## Start
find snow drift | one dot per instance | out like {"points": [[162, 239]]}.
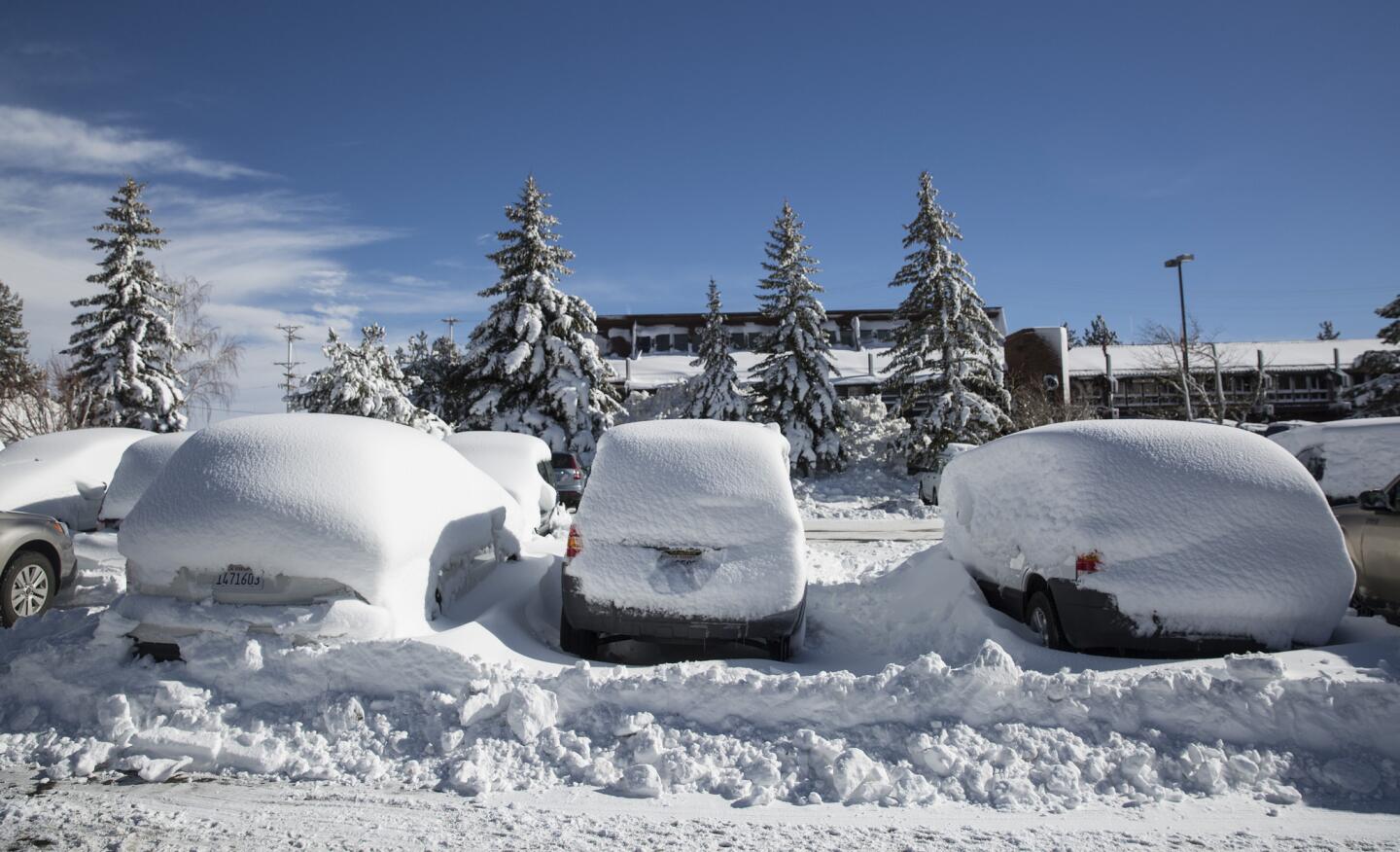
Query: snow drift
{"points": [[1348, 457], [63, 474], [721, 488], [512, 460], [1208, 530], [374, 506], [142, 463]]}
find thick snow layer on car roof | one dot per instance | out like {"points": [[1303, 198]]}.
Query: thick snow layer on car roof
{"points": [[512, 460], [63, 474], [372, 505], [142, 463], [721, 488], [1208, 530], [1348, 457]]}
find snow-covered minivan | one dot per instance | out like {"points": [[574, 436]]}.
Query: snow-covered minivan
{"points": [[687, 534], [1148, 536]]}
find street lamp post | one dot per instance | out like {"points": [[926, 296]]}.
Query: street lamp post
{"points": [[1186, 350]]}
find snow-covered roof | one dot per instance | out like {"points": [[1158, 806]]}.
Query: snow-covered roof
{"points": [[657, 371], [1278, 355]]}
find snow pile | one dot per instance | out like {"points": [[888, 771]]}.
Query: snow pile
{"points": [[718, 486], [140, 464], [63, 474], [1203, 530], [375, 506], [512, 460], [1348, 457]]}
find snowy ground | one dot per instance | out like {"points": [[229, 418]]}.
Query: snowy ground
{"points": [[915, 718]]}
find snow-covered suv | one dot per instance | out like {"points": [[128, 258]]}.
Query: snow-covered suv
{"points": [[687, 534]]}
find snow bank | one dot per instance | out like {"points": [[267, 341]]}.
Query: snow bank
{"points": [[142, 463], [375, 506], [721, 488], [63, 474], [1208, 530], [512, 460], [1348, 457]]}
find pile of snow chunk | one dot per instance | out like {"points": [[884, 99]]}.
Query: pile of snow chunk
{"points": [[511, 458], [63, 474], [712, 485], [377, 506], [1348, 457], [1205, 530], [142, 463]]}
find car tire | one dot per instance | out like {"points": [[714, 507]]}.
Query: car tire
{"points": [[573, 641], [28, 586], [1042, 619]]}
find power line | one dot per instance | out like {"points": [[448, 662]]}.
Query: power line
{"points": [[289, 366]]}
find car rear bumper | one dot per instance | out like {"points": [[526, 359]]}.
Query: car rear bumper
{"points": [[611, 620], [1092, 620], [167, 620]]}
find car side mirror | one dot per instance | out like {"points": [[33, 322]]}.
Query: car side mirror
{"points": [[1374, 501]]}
## End
§ Aim of the exercise: Quote the data exactly, leaving every image out of the copy.

§ Task response:
find snow drift | one dot per instance | out like {"points": [[162, 239]]}.
Query: snow drift
{"points": [[1348, 457], [63, 474], [721, 488], [512, 460], [1208, 530], [374, 506], [142, 463]]}
find thick snow layer on car roof | one dot per instance | out like {"points": [[1303, 198]]}.
Query: thick snow layer on car roof
{"points": [[512, 460], [63, 474], [372, 505], [142, 463], [721, 488], [1208, 530], [1348, 457]]}
find snow-covered minivan | one dot per instance | out like {"points": [[574, 436]]}.
Query: snow-covered minivan
{"points": [[687, 534], [1148, 536]]}
find street lamp post | one dot per instance | out like {"points": [[926, 296]]}.
Query: street lamp post
{"points": [[1186, 350]]}
find snow-covered roof | one dot per instance | out like {"points": [[1158, 806]]}.
Query: snow-covered roof
{"points": [[657, 371], [1278, 355]]}
find snow pile | one dot per instance | out like {"points": [[888, 771]]}.
Query: snow pile
{"points": [[718, 486], [140, 464], [63, 474], [1203, 530], [375, 506], [512, 460], [1348, 457]]}
find snowy ground | one dot per instance | out like {"points": [[229, 418]]}.
Query: snowy ground
{"points": [[915, 718]]}
find snow-covered suv | one dot per instance | out like {"points": [[128, 258]]}.
Query: snow-covered suv
{"points": [[687, 534]]}
find snow bank | one dot per instance | out like {"points": [[267, 341]]}.
Query: snow bank
{"points": [[142, 463], [375, 506], [721, 488], [63, 474], [1208, 530], [512, 460], [1348, 457]]}
find pile of snow chunk | one dot per instance | out like {"points": [[884, 99]]}.
Query: pile of snow chunk
{"points": [[511, 458], [63, 474], [712, 485], [377, 506], [1348, 457], [1205, 530], [142, 463]]}
find car tire | one dot per instance | out like {"points": [[714, 507]]}.
Query: car tire
{"points": [[573, 641], [28, 586], [1042, 619]]}
find power line | one dot per instance | out like {"points": [[448, 662]]}.
Query: power line
{"points": [[289, 366]]}
find car rear bumper | one dot per instance | out like {"points": [[526, 359]]}.
Query: car rear bumper
{"points": [[611, 620], [1092, 620], [167, 620]]}
find car side mirror | one dot per instance | out like {"points": [[33, 322]]}.
Query: car side mirror
{"points": [[1374, 501]]}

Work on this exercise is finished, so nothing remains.